Tasks to complete ->
1. Answer these questions using the post about the Ninth Circuit panel's opinion:
(a) On what date did the panel issue its first ruling in Yu v. Idaho State University?
(b) Which group praised the panel's dictum?
(c) Which judge wrote the concurring opinion?
2. From the post about the Ninth Circuit panel's opinion, list every "hallmark" of aversive racism that Dr. Zorwick named.

Text for analysis ->
+--

Bench Memos

Law & the Courts

Ninth Circuit Panel Deletes Dicta on Unconscious Bias

In its initial ruling in Yu v. Idaho State University on August 31, a Ninth Circuit panel devoted around five pages (pp. 12-16) “to clarify that evidence of unconscious bias may be probative of the factual question of intentional discrimination in a Title VI disparate treatment case.” The panel’s dictum won the applause of the Equal Justice Society, which had submitted an amicus brief on the issue (as had two other amici).

In a superseding opinion filed today, the panel deleted those five pages, presumably on the ground that they were dicta irrelevant to the panel’s ruling against the plaintiff. (The panel also deleted the footnote in its background section in which it had stated that it “appreciates the work of all amici.”)

It seems reasonable to surmise that some other judges on the Ninth Circuit objected to the dicta.

In both versions of the opinion, Judge Eric Miller explains in a concurring opinion why supposed “expert” testimony on unconscious bias “will rarely, if ever, be admissible”:

First, to be admissible, expert testimony must be helpful to the trier of fact. Because it is the role of the trier of fact to assess credibility, expert testimony is not admissible simply to tell the jury that one party’s witnesses should be believed and the other party’s should not.

That is essentially what Dr. Zorwick did here.… She … opine[d] that an observer can identify behavior that is influenced by unacknowledged stereotypes—or “aversive racism”—by looking for the “five characteristic hallmarks that tend to be present if aversive racism is at play”: (1) “the presence of a lot of ambiguity surrounding decision-making,” (2) “the use of race neutral explanations after the fact,” (3) “the expression[] of microaggressions,” (4) “really challenging interracial interactions and relationships,” and (5) “the use of post hoc justification.” Because “each of these hallmarks” was present in this case, Dr. Zorwick concluded that “Yu’s race and international status impacted the way he was treated by the faculty in the Idaho State University Clinical Psychology Program,” or, in other words, that the claims of ISU’s witnesses that they acted for race-neutral reasons should not be believed.

+--

Saved entries
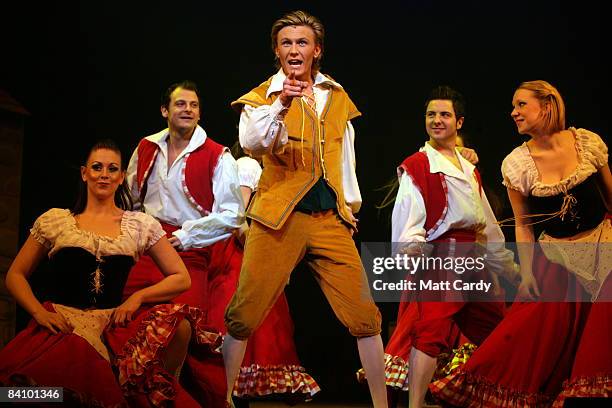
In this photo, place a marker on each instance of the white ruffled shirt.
(166, 201)
(262, 129)
(249, 172)
(468, 209)
(521, 174)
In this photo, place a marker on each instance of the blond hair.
(550, 98)
(300, 18)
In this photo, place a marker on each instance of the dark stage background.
(97, 69)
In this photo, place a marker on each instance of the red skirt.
(528, 356)
(269, 367)
(270, 364)
(592, 371)
(38, 357)
(435, 328)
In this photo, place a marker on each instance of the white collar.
(277, 82)
(440, 164)
(197, 139)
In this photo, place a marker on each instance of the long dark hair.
(123, 199)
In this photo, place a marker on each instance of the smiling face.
(103, 174)
(183, 110)
(441, 122)
(296, 49)
(527, 111)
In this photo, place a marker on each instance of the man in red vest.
(190, 184)
(440, 203)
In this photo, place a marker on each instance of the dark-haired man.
(190, 184)
(440, 201)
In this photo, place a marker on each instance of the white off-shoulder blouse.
(521, 174)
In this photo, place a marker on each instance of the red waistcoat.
(197, 172)
(432, 187)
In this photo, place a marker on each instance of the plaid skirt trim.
(256, 380)
(464, 389)
(139, 364)
(396, 368)
(585, 387)
(396, 373)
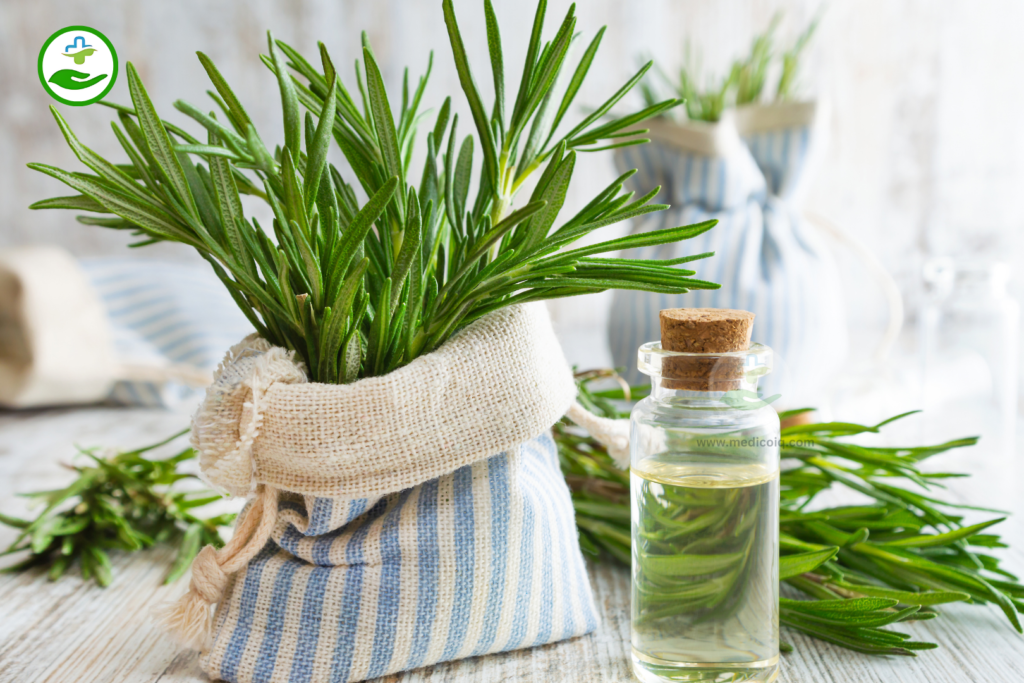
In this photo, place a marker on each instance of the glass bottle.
(705, 488)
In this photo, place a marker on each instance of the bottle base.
(652, 670)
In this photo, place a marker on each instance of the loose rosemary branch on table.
(125, 502)
(860, 567)
(359, 289)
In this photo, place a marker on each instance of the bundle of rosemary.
(858, 567)
(359, 288)
(707, 98)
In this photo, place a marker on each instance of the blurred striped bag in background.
(128, 331)
(170, 326)
(748, 171)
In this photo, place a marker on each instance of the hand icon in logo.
(72, 80)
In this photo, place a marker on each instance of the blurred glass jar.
(969, 345)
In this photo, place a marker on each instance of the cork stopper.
(705, 331)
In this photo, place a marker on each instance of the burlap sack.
(397, 521)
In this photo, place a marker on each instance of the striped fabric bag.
(749, 171)
(397, 521)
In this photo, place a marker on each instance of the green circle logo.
(78, 66)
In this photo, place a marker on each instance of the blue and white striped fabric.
(164, 314)
(766, 259)
(482, 560)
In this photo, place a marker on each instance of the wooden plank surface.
(74, 632)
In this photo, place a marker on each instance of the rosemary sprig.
(860, 567)
(124, 502)
(358, 289)
(707, 99)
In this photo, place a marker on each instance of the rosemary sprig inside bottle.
(125, 502)
(858, 567)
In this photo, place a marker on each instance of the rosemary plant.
(744, 84)
(357, 290)
(859, 567)
(122, 502)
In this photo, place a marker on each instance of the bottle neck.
(727, 396)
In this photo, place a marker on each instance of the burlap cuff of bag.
(263, 428)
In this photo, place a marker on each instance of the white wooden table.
(75, 632)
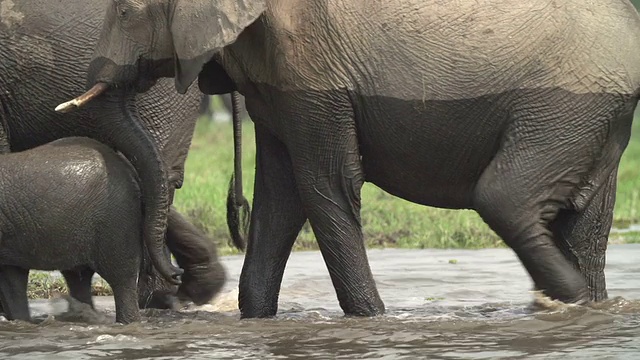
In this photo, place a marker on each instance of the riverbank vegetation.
(387, 221)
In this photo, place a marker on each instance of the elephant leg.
(276, 220)
(582, 236)
(79, 284)
(13, 292)
(329, 176)
(534, 176)
(204, 275)
(154, 291)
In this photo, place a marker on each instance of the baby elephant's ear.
(201, 27)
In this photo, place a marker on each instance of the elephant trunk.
(238, 209)
(117, 124)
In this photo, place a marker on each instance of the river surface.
(441, 304)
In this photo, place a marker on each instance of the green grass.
(387, 221)
(44, 286)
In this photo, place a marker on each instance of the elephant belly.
(429, 152)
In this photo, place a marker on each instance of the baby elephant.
(71, 205)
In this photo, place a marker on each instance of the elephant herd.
(519, 110)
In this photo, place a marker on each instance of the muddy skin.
(90, 224)
(446, 105)
(45, 51)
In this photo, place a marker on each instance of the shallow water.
(477, 306)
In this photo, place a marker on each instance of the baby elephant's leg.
(125, 294)
(79, 283)
(13, 292)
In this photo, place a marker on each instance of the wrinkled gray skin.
(207, 110)
(519, 110)
(45, 48)
(91, 223)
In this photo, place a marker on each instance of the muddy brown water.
(441, 304)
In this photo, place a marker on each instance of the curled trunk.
(117, 124)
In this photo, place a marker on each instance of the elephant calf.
(71, 205)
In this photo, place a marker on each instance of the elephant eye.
(123, 13)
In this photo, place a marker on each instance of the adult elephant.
(519, 110)
(45, 49)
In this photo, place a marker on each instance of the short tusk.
(70, 105)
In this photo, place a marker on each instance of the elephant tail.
(238, 209)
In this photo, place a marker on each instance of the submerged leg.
(79, 284)
(276, 220)
(13, 292)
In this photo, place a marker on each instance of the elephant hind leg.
(582, 237)
(535, 175)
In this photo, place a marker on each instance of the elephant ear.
(200, 28)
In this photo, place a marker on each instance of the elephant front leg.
(276, 220)
(330, 176)
(582, 236)
(13, 293)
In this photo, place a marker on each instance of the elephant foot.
(163, 300)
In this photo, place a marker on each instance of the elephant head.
(141, 41)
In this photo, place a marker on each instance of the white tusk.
(70, 105)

+--

Solutions ->
1.
(a) August 31
(b) The Equal Justice Society
(c) Judge Eric Miller

2.
1. The presence of a lot of ambiguity surrounding decision-making
2. The use of race neutral explanations after the fact
3. The expression of microaggressions
4. Really challenging interracial interactions and relationships
5. The use of post hoc justification